- **WORK ORDER**:
Every line below that holds the string "jersey" should be copied out.

⟨

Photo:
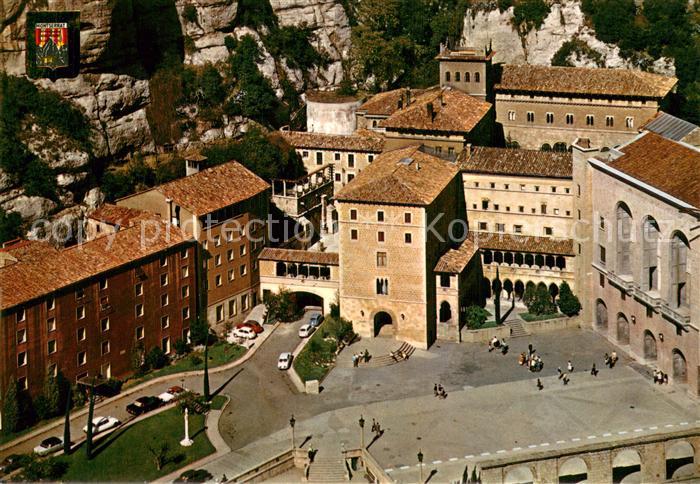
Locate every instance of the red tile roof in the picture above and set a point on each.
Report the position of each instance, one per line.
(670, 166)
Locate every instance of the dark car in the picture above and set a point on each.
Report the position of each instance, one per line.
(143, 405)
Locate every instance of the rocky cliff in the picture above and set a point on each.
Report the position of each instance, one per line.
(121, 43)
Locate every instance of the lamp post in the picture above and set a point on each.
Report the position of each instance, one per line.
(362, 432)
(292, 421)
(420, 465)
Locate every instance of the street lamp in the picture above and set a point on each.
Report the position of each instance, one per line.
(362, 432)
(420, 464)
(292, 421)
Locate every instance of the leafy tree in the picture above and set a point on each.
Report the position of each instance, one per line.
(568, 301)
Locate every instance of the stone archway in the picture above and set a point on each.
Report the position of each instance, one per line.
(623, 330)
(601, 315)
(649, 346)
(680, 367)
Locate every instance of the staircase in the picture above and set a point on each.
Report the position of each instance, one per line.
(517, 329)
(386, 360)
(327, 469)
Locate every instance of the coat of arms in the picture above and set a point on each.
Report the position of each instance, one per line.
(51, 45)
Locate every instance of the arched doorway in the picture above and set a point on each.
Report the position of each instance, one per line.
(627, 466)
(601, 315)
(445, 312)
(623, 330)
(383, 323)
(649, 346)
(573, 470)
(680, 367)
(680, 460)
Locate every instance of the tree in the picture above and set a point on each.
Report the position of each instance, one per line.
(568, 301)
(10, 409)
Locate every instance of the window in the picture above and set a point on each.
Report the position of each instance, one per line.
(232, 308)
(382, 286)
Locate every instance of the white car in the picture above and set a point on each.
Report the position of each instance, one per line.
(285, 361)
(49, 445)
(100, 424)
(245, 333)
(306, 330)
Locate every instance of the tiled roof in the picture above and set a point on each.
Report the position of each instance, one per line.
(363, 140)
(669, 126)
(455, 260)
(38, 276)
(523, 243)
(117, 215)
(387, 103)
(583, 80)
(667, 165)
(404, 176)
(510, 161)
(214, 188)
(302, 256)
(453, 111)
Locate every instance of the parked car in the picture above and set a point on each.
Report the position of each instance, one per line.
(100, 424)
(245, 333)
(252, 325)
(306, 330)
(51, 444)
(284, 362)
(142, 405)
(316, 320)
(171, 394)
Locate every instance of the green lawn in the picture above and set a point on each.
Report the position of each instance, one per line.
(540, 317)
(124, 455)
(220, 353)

⟩
⟨

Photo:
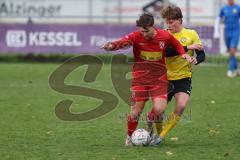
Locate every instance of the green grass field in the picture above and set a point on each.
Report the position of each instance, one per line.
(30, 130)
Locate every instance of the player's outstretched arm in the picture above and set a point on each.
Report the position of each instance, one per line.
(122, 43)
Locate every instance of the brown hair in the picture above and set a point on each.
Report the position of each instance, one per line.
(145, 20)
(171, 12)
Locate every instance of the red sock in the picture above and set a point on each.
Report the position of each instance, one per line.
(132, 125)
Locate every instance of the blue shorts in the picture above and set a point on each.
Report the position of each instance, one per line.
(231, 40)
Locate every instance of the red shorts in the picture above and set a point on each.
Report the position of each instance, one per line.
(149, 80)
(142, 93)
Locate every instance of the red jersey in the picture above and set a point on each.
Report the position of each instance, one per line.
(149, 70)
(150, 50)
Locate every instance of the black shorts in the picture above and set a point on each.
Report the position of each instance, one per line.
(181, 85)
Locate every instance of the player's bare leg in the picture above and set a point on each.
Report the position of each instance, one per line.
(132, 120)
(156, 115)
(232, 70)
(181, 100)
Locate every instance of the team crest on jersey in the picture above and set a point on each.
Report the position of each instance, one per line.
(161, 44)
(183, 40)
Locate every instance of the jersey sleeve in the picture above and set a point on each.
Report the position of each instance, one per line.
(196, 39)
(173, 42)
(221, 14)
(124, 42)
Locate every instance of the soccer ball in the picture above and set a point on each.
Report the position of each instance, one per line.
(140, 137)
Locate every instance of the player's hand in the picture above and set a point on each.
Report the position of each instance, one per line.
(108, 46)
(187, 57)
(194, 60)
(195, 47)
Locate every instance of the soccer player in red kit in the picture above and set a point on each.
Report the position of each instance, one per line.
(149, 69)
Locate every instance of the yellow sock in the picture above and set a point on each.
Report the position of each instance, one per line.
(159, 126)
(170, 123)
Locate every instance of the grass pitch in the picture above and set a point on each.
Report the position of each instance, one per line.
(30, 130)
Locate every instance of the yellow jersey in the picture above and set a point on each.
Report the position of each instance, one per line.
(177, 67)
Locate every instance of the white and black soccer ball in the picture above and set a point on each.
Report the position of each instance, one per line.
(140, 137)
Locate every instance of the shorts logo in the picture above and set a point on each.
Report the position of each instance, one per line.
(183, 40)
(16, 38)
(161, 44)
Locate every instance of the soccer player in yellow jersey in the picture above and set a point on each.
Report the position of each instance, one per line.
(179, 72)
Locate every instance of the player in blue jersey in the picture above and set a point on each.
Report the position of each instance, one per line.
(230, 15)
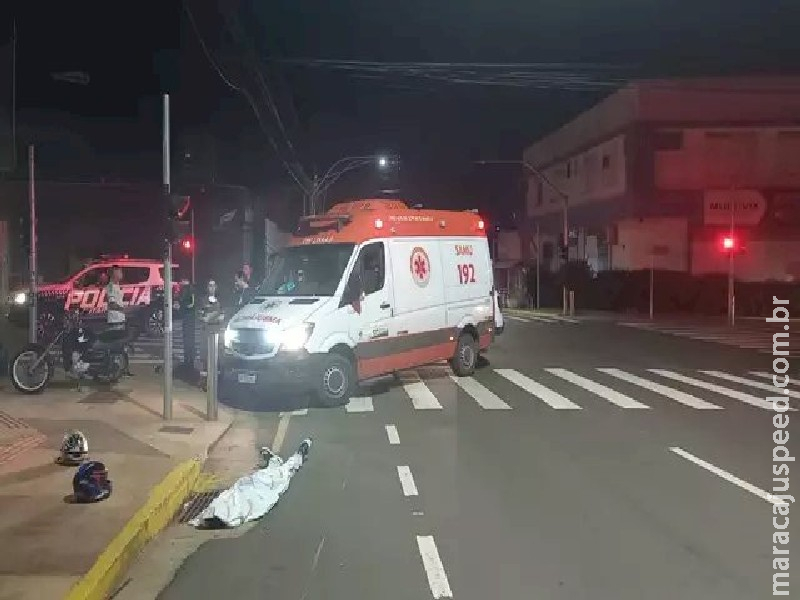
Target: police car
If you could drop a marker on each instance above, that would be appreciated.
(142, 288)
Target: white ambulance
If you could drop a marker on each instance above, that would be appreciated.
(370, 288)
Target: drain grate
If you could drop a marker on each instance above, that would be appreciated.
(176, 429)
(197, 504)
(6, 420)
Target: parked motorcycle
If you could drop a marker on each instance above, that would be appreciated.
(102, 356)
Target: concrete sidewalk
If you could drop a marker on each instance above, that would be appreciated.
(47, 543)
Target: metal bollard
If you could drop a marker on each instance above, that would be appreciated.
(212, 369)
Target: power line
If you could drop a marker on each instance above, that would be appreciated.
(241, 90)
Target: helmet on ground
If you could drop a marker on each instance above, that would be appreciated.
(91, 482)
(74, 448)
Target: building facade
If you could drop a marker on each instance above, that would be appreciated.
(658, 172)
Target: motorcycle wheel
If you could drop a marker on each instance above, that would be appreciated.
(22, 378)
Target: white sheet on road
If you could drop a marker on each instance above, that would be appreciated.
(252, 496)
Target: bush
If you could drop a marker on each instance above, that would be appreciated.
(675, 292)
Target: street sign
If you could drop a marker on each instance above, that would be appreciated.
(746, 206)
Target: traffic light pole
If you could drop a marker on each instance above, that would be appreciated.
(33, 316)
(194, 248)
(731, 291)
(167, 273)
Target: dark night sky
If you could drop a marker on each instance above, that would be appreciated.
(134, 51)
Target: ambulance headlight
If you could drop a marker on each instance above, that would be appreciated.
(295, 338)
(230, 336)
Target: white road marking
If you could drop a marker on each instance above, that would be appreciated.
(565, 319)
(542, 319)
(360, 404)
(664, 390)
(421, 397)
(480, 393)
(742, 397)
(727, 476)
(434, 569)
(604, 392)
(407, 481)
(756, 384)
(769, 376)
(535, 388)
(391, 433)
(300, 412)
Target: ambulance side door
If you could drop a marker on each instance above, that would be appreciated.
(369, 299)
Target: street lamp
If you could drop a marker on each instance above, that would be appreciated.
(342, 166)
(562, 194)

⟩

- **RESPONSE TO THIS EXERCISE**:
Locate every instance of the red jersey in the picture above and set a point on each.
Locate every instance of the team crest on jersey in the picture above and set a point on each.
Locate every instance of the jersey sleeve in the picture above and set a point on each.
Locate every instance of the yellow jersey in the picture above and set a point on each.
Locate every instance of the soccer player in yellow jersey in the picture above and set a point on each.
Locate every instance of the player in blue jersey in the picture above and set a point on each.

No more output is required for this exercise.